:: Exercise objective ::
In the entries below, find the line with "pixel 107 250" and print exactly every line from there up to and including the line with "pixel 280 260", with no other lines.

:: Data for analysis ::
Start of Block

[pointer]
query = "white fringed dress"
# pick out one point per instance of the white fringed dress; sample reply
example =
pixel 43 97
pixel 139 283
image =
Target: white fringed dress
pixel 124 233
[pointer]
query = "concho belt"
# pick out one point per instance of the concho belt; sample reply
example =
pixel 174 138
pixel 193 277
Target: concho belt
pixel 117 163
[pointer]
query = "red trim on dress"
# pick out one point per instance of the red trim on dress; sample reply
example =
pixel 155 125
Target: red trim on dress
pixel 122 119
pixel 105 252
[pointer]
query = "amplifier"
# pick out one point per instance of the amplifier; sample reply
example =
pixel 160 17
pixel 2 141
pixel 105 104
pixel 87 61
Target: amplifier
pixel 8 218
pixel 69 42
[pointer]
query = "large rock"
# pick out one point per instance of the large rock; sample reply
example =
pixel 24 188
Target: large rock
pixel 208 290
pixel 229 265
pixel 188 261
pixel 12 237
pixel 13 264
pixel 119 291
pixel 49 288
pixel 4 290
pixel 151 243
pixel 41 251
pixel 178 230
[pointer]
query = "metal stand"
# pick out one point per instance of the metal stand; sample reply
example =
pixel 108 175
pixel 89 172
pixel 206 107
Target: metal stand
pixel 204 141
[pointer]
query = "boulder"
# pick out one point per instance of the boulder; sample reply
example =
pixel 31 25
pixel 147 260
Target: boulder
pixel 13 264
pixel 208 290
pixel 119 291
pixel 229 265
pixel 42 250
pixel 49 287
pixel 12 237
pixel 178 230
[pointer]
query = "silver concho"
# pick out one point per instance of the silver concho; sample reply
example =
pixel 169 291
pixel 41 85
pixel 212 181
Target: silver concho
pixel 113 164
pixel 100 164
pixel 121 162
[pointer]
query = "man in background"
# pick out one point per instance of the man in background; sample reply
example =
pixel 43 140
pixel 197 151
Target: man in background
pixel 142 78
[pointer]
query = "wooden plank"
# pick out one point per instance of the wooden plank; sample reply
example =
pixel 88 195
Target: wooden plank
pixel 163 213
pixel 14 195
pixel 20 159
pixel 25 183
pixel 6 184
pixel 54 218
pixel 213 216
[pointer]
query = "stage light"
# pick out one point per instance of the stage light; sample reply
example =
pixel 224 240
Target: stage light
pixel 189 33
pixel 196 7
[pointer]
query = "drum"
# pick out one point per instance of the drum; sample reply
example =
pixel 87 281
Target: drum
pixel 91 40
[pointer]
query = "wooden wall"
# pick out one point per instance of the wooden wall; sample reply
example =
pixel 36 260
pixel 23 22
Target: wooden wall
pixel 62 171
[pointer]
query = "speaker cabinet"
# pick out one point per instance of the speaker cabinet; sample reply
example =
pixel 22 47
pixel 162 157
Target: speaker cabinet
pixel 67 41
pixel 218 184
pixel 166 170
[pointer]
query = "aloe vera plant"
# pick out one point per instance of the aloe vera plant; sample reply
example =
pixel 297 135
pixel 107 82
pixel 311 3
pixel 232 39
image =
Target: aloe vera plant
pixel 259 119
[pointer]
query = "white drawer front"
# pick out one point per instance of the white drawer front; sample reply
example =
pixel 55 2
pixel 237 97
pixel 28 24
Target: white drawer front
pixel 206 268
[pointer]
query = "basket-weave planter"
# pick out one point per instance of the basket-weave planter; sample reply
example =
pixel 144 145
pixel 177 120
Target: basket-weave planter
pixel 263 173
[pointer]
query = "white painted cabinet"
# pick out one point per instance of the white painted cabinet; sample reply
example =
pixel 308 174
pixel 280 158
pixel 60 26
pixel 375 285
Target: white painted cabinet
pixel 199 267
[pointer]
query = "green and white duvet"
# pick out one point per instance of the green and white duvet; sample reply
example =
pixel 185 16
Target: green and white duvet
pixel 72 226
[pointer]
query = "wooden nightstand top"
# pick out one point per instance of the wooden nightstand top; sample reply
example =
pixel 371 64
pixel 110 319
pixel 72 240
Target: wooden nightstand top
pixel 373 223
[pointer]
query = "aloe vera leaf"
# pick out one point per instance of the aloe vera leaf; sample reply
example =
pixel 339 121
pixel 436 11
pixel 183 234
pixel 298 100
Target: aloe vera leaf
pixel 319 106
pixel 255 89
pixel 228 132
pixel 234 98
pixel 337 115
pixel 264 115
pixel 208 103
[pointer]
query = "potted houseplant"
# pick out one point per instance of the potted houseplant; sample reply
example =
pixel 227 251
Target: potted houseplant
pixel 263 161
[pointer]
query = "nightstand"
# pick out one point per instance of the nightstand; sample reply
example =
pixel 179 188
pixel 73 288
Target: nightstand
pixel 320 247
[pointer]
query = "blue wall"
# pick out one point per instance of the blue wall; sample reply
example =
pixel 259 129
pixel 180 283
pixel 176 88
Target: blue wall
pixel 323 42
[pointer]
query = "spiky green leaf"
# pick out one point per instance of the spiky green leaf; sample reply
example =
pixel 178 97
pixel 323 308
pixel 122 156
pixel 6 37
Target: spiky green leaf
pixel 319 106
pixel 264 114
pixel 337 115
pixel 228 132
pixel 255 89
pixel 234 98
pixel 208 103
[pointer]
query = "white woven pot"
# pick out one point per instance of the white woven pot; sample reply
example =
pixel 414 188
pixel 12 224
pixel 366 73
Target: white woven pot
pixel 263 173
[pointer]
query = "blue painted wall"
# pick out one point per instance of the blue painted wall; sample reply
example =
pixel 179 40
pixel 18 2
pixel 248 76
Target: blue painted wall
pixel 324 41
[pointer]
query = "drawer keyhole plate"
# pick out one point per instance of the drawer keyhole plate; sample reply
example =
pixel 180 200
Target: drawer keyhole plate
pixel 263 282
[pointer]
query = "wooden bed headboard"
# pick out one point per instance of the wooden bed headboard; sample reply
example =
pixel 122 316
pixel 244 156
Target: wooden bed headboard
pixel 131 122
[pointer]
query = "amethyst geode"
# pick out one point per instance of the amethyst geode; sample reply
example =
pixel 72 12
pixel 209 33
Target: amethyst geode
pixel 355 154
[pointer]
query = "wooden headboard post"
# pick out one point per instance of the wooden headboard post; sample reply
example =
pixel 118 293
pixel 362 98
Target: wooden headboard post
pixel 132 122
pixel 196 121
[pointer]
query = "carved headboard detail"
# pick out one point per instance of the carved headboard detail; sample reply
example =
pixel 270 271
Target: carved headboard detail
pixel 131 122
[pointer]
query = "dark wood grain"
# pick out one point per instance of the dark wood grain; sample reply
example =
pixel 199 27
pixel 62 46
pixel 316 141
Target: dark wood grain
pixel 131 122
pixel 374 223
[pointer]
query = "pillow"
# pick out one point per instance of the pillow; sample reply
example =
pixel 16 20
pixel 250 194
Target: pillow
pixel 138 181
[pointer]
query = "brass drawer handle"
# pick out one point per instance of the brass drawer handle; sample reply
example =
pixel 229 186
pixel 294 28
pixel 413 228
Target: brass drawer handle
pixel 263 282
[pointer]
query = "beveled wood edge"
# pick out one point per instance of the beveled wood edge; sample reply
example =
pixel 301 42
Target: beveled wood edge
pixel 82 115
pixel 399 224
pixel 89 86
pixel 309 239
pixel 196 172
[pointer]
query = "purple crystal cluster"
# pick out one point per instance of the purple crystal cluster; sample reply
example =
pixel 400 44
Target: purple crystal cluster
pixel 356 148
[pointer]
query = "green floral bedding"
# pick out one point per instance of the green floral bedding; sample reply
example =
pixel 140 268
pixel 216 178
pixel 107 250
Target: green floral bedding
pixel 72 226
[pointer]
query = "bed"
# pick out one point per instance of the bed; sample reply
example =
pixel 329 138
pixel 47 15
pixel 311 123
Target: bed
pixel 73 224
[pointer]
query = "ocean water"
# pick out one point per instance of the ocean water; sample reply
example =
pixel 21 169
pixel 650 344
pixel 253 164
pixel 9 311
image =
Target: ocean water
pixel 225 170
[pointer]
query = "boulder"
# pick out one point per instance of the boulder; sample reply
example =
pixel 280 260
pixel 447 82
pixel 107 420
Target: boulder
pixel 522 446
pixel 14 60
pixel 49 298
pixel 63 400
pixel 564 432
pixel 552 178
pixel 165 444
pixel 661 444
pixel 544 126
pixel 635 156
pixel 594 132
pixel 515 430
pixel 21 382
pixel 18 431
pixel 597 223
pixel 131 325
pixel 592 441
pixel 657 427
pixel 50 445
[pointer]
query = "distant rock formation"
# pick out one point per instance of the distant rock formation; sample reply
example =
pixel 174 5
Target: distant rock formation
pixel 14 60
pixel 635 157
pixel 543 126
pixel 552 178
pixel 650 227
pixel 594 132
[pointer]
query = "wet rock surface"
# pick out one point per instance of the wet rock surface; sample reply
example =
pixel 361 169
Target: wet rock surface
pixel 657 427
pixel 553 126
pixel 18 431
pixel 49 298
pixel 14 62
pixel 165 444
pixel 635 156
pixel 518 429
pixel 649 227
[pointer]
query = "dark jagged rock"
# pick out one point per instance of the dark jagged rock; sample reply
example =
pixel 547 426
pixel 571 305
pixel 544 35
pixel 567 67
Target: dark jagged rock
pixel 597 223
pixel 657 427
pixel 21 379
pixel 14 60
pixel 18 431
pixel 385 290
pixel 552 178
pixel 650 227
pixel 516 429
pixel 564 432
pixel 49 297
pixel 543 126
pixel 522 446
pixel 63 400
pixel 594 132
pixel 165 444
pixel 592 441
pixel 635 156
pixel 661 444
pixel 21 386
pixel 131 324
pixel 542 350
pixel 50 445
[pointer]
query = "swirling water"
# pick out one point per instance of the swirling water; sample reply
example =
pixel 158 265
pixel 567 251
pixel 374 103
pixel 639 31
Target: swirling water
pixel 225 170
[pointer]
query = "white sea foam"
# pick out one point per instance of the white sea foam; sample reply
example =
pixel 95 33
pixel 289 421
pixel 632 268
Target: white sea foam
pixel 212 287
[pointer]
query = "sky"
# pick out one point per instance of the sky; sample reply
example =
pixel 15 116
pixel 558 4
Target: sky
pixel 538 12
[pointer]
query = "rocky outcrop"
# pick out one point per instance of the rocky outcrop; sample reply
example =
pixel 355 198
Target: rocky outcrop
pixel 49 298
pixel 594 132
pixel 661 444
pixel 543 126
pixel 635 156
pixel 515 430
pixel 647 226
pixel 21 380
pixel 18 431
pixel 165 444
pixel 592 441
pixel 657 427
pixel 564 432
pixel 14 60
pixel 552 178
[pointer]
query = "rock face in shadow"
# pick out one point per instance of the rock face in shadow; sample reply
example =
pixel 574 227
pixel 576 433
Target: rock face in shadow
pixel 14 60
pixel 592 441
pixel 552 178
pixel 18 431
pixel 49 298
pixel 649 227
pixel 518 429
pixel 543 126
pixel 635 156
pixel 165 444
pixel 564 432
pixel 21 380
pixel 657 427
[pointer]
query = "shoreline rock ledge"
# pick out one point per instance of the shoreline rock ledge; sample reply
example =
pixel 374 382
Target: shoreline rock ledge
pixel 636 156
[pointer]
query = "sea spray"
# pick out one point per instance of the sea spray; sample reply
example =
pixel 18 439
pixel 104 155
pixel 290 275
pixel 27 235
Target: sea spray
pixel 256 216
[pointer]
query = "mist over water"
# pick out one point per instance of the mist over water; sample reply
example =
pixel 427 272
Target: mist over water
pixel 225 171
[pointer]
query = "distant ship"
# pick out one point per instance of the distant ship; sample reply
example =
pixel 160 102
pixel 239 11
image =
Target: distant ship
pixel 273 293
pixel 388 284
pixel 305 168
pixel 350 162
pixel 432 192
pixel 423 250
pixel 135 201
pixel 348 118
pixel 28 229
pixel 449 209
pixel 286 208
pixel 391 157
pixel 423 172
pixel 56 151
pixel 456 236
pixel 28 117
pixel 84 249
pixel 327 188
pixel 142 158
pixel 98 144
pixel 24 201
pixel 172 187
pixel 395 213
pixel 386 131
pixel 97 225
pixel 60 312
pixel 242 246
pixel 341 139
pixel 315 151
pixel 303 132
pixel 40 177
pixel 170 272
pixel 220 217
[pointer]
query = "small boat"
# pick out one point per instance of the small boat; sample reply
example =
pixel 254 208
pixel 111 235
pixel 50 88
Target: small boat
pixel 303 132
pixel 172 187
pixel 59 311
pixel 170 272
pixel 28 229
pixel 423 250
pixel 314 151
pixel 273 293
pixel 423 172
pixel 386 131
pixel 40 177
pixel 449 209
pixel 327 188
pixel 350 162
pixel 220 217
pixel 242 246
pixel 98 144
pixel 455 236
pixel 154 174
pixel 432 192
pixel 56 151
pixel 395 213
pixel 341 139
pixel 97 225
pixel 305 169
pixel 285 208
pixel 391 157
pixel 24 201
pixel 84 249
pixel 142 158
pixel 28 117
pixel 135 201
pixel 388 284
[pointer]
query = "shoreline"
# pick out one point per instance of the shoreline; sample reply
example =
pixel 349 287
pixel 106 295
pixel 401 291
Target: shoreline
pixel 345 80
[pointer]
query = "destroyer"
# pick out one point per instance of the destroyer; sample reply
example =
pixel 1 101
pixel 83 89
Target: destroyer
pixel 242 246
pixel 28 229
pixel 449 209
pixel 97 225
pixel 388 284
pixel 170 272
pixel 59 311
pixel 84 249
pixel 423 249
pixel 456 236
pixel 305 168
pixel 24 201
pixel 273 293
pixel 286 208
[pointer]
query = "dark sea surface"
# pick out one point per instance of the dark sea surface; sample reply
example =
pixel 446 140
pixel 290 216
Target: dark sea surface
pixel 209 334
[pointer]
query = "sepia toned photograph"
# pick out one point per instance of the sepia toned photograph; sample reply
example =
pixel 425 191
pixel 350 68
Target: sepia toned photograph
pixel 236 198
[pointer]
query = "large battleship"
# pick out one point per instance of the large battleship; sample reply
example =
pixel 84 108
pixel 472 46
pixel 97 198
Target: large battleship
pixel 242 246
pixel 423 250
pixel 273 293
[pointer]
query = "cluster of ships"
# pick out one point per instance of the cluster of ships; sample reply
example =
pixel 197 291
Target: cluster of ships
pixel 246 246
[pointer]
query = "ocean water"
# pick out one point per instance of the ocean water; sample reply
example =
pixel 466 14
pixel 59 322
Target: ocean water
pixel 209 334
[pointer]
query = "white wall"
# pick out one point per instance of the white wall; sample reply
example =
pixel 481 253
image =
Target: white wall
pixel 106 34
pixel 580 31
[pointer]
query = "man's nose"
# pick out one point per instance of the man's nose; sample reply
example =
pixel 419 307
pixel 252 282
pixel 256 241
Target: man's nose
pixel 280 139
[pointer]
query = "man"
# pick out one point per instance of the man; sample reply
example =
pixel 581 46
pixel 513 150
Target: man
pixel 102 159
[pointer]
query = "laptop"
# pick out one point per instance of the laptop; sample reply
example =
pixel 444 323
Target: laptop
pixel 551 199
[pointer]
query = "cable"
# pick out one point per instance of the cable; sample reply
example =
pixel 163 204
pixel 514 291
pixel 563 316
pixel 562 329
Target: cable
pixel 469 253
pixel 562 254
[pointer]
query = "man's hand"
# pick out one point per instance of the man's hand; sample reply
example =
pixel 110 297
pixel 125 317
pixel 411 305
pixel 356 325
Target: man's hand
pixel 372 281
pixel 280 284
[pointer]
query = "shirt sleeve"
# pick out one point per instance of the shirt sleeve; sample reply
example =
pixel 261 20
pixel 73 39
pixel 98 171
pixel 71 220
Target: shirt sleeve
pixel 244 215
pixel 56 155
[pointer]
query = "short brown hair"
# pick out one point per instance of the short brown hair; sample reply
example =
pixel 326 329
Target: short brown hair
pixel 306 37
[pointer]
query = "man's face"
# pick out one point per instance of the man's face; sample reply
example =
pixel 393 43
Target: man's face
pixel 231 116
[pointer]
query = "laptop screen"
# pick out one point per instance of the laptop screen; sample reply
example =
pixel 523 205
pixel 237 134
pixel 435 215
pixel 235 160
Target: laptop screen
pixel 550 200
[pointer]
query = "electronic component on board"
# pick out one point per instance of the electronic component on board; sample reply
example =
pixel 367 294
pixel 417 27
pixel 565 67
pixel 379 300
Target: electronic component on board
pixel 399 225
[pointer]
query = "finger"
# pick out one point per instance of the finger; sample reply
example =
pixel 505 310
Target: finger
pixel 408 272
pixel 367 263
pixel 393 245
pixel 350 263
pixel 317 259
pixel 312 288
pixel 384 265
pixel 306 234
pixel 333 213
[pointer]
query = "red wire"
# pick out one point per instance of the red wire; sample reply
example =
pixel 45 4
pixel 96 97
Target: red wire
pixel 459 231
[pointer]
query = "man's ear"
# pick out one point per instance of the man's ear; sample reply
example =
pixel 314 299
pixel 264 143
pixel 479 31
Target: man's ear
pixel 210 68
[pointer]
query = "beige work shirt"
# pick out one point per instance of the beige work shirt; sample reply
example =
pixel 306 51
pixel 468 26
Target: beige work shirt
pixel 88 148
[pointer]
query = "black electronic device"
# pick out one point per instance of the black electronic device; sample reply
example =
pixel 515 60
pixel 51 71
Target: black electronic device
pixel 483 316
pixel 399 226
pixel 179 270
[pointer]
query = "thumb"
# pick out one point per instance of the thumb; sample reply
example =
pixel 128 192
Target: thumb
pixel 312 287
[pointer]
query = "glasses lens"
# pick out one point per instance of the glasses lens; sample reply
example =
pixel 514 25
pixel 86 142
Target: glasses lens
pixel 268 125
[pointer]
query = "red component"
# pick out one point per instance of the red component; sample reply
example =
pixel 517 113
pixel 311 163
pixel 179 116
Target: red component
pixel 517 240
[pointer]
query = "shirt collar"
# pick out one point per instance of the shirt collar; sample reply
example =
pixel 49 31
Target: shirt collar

End of Block

:: Written reply ::
pixel 107 250
Target: green floral bedding
pixel 72 226
[pointer]
query = "bed"
# pick out one point per instance of the bed; sample reply
example =
pixel 329 138
pixel 47 15
pixel 311 123
Target: bed
pixel 73 224
[pointer]
query = "ocean water"
# pick out one point per instance of the ocean water; sample reply
example =
pixel 21 169
pixel 650 344
pixel 253 164
pixel 9 311
image =
Target: ocean water
pixel 225 170
[pointer]
query = "boulder"
# pick out one point per instance of the boulder; sample reply
example =
pixel 280 260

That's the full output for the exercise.